> **TEXT SECTION**
North of Aspen, captain Bill banked the Convair to the left and set up for the visual approach to runway 15.  We would have a 40-degree crosswind at 11 knots.  Bill turned his head and with a quick grin said:  “No one enjoys flying into Aspen-Pitkin but it’s not terrifying.  You can see how close the mountain bluffs are to the airport.”  The first officer pointed to two locations of former wrecks.  The shards of aluminum and Plexiglas were frequently visible, winking from ledges.  Aspen Airways crunched-in their first Convair 240 (N270L msn157) when the gear collapsed on this airport in 1970.  Trying to approach and land from the southeast requires a steep descent.  It was done more recently with the BAe146 jet but in the 70s it was not the norm.  I could see some of the ski runs which are powdery white and contoured in winter but now were rocky and brown.  Captain Rosquist made a top notch landing using 28-degree flaps.  The 580 does best touching down with only a slight nose-up flare.  Reverse pitch is so productive it’s like throwing out an anchor.  We deplaned and walked around the ramp.

The turnaround provided Bill a chance to give me a condensed history of Aspen Airways.  Founded in 1968 with a base in Denver and a sole route of DEN-ASE.  The first aircraft was the ill-fated CV240 purchased from Chesapeake and Ohio Railroad.  A replacement 240 – N91237 (msn 140) – was hastily purchased in 1970.  The model 240 was barely suitable for the mountainous routes and loads, so CV340/440s were added from 1970-72.  All were ex-Delta.  The recip fleet totaled four and they gave solid service up to 1978.  At the time of this story, AP was using the piston Convairs on charter work away from Colorado.

Copyright Photo: Bruce Drum. Formerly operated by Delta Air Lines in the Deep South, Convair 440-38 N4816C (msn 118) (converted from a 340-38) moved west to serve with Aspen Airways. N4816C is parked at Aspen, Colorado in the summer of 1973.

Needless to say, the 580 Convair was the machine they had been praying for.  CV580s were purchased in 1973 and would eventually number 13, with aircraft being bought and sold as needed. Aspen experimented in scheduled routes to various Colorado seasonal ski areas.  Charters were quite successful.  By 1977, the fleet was at eight airplanes, with four coming from Allegheny and three from Frontier at more than a million bucks apiece.

Time to press on, we enplaned 15 pax and rocketed out of ASE.  Taking the safe way, we retraced our inbound track starting with a take-off on runway 33.  Flight 418 would have a snack service and on afternoon runs the airplane offered wine and cheese to the folks in the back; very popular and unexpected from a small airline.

> **INFORMATION PROVIDED**
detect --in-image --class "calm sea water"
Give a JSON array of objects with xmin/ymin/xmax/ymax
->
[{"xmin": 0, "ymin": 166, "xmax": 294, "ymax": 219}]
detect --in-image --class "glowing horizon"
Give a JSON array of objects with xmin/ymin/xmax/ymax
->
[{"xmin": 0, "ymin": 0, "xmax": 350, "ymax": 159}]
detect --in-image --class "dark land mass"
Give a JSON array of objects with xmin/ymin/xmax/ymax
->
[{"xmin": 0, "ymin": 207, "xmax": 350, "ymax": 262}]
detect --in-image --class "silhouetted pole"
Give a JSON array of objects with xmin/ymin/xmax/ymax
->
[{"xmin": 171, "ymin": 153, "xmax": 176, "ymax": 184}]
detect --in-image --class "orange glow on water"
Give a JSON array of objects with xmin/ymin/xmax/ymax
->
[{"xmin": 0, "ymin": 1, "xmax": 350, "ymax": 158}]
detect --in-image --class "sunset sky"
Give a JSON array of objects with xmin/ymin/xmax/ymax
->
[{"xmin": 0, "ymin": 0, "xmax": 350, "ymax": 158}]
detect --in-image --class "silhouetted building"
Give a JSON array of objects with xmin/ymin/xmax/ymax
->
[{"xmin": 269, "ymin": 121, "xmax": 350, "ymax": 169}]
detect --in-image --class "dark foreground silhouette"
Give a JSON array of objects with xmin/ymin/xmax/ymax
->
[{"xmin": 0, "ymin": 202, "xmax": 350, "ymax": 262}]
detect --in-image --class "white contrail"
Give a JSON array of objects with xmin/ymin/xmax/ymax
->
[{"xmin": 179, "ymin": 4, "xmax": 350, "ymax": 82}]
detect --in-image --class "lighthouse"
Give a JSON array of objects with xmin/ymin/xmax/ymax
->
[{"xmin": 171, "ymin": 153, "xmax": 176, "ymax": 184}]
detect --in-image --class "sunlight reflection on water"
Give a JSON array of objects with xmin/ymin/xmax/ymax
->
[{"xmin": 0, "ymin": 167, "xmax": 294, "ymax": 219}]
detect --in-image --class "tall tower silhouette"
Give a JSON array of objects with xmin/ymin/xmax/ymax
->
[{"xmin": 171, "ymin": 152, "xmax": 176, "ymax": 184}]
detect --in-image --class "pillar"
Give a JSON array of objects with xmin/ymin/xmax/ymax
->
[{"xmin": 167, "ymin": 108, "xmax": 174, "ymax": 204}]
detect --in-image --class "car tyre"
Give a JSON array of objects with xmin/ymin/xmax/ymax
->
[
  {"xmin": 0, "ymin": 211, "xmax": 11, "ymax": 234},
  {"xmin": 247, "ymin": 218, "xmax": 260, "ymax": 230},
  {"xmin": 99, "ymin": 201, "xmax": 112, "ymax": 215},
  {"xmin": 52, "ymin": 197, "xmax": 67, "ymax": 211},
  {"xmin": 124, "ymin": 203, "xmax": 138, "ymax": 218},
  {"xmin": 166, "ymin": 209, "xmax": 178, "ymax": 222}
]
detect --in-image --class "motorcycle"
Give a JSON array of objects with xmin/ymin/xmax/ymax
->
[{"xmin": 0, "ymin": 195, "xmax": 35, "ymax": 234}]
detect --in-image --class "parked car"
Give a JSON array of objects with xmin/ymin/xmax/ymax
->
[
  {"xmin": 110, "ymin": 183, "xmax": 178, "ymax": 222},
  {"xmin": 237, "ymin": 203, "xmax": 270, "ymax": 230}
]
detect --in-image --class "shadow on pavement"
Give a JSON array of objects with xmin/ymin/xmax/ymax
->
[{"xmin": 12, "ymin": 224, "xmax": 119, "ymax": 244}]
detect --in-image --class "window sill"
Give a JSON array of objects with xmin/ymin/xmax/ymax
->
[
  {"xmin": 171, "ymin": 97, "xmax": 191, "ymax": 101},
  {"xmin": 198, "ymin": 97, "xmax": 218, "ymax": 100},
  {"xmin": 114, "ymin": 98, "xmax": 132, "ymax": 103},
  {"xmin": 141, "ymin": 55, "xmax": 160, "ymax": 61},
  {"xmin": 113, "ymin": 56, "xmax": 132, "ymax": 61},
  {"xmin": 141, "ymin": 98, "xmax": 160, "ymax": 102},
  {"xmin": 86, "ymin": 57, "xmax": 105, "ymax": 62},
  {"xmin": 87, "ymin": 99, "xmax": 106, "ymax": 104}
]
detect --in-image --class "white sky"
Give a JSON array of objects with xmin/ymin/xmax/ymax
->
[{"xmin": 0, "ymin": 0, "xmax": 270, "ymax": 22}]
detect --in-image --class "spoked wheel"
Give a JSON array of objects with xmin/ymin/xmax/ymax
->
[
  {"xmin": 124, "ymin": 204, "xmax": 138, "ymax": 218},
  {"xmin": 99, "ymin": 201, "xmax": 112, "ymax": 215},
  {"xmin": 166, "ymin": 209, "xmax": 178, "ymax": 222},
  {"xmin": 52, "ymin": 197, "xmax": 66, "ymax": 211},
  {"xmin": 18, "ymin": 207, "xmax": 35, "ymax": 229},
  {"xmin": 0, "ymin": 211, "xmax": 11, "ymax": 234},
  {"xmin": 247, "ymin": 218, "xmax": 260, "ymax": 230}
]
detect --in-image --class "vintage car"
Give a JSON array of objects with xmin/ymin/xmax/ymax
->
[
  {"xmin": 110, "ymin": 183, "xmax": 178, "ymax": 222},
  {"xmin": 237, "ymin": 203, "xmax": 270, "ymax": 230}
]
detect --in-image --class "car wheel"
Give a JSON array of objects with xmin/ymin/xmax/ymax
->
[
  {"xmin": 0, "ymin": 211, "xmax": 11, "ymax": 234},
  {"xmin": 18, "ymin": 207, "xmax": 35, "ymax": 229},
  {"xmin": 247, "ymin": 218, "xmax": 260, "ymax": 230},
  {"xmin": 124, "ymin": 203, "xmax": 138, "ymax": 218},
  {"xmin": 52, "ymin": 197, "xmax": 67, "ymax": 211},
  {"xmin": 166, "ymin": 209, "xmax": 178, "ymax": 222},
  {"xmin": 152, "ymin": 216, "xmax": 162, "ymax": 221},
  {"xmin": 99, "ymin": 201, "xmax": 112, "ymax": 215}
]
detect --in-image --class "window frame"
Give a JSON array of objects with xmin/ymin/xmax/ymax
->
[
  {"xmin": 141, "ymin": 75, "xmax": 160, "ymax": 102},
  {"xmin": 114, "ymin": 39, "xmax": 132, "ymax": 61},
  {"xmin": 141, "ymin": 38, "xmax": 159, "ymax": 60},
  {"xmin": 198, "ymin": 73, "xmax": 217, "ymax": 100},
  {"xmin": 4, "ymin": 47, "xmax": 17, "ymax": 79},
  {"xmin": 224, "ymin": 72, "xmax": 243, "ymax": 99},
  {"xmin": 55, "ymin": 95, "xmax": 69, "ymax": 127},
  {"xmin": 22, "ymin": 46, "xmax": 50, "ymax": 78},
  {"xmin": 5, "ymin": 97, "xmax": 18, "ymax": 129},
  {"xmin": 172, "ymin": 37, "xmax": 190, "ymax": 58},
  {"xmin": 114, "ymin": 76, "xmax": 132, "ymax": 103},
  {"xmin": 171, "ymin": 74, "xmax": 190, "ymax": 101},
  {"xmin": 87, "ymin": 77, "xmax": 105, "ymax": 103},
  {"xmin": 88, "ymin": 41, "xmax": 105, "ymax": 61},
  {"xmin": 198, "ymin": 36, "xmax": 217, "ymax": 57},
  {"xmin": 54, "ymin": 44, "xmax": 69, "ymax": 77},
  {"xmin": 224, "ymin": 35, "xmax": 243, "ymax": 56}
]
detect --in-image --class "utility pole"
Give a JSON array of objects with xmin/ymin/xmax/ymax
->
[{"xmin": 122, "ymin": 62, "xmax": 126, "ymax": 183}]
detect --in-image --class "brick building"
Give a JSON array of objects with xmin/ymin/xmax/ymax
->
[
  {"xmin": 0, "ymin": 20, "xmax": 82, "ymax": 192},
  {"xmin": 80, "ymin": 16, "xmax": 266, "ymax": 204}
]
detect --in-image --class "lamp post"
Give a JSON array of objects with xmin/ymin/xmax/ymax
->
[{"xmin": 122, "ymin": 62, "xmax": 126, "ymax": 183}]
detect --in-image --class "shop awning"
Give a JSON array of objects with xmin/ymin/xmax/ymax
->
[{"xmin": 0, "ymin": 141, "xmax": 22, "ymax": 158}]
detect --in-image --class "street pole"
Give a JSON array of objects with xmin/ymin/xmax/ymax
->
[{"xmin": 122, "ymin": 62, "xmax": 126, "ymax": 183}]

> **WHAT THE TASK ASKS**
Do these statements agree with the Aspen Airways text above? Answer yes or no for each, and quote the text's deciding words.
(a) The first aircraft of Aspen Airways was a Convair 240 bought from the Chesapeake and Ohio Railroad.
(b) The crosswind on the approach to runway 15 was 40 knots.
(c) By 1977 the Aspen Airways fleet had reached 13 airplanes.

> **REPLY TO THE EXERCISE**
(a) Yes: "The first aircraft was the ill-fated CV240 purchased from Chesapeake and Ohio Railroad."
(b) No: "We would have a 40-degree crosswind at 11 knots."
(c) No: "By 1977, the fleet was at eight airplanes"